### Passage provided
----

The only thing I can think of is that she didn't want me to run away with the cancelled stamp. Which also doesn't really make much sense to me, since I clearly wanted to mail the envelope.

shrug

Before me in line, as I was waiting for the hand cancellation, was a guy talking to the Postmaster. "If I send unsolicited email," he started out, "to you without your consent, I'm violating a law, and I get fined. Yet, you deliver all this mail to me and I can't stop it. Why is that?" He went on for a while about how he receives all this junk mail when he leaves for two weeks, and it's this giant pile, and he doesn't want any of it, why don't they stop. The Postmaster tried to explain how once mail is in their hands, it is their responsibility to deliver it. The first guy didn't want to hear it, and became more agitated.

I wish the guy had realized his analogy was flawed. The post office isn't the same as the guy sending the spam email, the post office is the ISP that delivers the email. Would the guy be ranting to Google about delivering the spam to him? He might complain about bad poor spam filters, and switch to a different ISP provider or set up filters of his own, but he wouldn't be screaming at Google about *sending* the email. I'm not sure why he thinks the Post Office is responsible for the mail sent, when it's the spam/junk senders.

The sad part was that if he just shut up for 30 seconds, the Postmaster would have given him the resources he needed to remove his name from various junk mailing lists, reducing his mail pile. I used one about 8 years ago and went from about 36" of mail a month to about 6" of mail a month, most of that wanted. The company I used (Green Dimes) isn't in business any longer, but 41 Pounds is. If I were that guy, I'd start there or maybe Catalog Choice.

Comments

I find it intriguing that you measure the thickness of your mail.

I should be using centimeters instead. Sounds more impressive.

----

### Data rows
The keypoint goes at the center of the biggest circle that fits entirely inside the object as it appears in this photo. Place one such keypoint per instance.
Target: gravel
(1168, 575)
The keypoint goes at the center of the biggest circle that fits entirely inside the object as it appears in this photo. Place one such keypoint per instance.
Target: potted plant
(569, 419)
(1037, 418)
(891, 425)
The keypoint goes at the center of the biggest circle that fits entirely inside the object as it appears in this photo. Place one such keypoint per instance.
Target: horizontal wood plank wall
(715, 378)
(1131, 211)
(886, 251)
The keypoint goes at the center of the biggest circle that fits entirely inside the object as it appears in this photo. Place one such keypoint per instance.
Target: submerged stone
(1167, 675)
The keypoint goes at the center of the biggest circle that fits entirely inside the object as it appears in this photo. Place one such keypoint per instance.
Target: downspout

----

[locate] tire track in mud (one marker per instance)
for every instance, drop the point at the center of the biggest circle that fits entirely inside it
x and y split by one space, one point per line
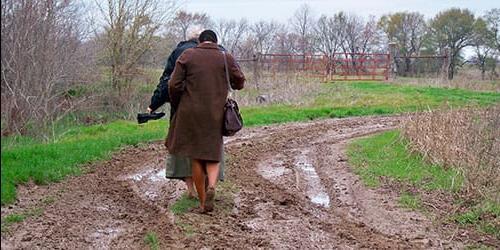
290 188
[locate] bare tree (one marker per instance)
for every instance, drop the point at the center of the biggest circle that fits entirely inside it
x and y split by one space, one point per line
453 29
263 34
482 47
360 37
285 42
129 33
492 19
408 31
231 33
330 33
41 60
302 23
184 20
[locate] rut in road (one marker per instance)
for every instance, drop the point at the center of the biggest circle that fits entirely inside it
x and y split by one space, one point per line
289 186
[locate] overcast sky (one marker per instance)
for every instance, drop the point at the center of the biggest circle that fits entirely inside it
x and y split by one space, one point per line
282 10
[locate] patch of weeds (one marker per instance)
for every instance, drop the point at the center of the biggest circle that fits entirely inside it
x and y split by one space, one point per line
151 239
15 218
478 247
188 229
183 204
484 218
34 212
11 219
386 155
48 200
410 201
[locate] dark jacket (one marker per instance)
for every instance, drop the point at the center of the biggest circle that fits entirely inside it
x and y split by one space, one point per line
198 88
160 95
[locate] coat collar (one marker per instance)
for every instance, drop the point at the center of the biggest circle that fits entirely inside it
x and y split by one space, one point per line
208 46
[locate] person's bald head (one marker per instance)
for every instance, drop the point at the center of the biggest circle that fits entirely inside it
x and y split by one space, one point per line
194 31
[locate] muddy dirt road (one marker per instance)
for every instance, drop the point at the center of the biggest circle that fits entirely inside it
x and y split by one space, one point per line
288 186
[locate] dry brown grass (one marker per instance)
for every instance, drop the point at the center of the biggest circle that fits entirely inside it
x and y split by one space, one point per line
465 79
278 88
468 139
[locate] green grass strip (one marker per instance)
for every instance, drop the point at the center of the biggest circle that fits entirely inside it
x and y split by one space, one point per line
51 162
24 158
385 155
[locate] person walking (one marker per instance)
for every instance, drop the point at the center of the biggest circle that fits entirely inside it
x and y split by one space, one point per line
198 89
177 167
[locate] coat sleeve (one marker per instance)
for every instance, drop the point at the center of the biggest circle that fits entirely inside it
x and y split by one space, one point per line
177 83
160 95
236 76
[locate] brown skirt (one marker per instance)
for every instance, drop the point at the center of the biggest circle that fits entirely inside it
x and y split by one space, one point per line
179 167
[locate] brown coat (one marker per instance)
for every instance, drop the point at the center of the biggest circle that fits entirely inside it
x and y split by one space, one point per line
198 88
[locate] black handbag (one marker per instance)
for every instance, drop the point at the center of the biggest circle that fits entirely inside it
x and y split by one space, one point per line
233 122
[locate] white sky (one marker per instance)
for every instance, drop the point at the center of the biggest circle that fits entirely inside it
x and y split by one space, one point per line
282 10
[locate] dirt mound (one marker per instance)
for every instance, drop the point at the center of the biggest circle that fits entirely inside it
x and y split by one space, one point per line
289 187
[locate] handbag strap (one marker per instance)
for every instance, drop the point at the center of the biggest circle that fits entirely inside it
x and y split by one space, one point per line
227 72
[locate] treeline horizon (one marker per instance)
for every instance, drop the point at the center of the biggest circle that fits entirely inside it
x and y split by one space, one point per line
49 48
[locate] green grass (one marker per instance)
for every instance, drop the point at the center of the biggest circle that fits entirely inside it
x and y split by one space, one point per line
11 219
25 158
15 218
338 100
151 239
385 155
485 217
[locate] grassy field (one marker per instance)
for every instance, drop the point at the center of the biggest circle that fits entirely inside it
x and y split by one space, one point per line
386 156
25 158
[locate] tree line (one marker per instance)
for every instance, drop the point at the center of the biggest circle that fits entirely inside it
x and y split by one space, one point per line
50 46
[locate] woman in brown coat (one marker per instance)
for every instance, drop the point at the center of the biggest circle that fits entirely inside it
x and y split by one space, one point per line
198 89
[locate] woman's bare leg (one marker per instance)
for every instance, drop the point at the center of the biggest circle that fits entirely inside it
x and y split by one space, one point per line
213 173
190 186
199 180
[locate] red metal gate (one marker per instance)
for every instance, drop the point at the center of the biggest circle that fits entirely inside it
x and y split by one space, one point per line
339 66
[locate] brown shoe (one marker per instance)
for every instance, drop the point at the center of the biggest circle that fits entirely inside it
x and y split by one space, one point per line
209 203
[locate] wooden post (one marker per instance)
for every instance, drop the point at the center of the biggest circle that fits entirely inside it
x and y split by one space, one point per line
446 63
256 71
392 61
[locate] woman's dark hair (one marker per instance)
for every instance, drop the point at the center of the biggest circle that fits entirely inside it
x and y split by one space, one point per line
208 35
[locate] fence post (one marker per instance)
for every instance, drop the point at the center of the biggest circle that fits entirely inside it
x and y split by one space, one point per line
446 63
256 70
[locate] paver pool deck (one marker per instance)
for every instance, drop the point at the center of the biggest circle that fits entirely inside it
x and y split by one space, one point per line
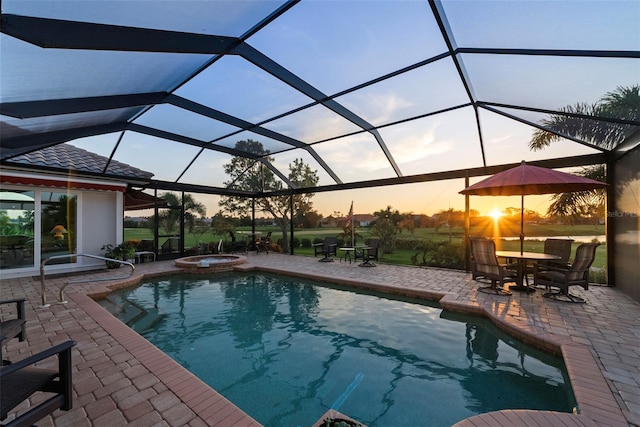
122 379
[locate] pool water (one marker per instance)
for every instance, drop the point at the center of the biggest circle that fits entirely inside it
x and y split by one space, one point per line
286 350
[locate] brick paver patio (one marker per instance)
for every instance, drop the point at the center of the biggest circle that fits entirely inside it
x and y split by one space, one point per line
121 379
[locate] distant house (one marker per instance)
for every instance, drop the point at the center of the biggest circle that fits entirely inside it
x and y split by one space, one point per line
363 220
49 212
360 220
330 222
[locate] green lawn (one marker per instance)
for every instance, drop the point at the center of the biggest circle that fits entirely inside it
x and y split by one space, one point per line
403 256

----

### Set tasks
[a] Name every service or company that the post about junk mail mentions as a way to get off junk mailing lists.
[b] Copy word for word everything in the post about junk mail from "The sad part" down to "of your mail.".

### Exercise solutions
[a] Green Dimes, 41 Pounds, Catalog Choice

[b]
The sad part was that if he just shut up for 30 seconds, the Postmaster would have given him the resources he needed to remove his name from various junk mailing lists, reducing his mail pile. I used one about 8 years ago and went from about 36" of mail a month to about 6" of mail a month, most of that wanted. The company I used (Green Dimes) isn't in business any longer, but 41 Pounds is. If I were that guy, I'd start there or maybe Catalog Choice.

Comments

I find it intriguing that you measure the thickness of your mail.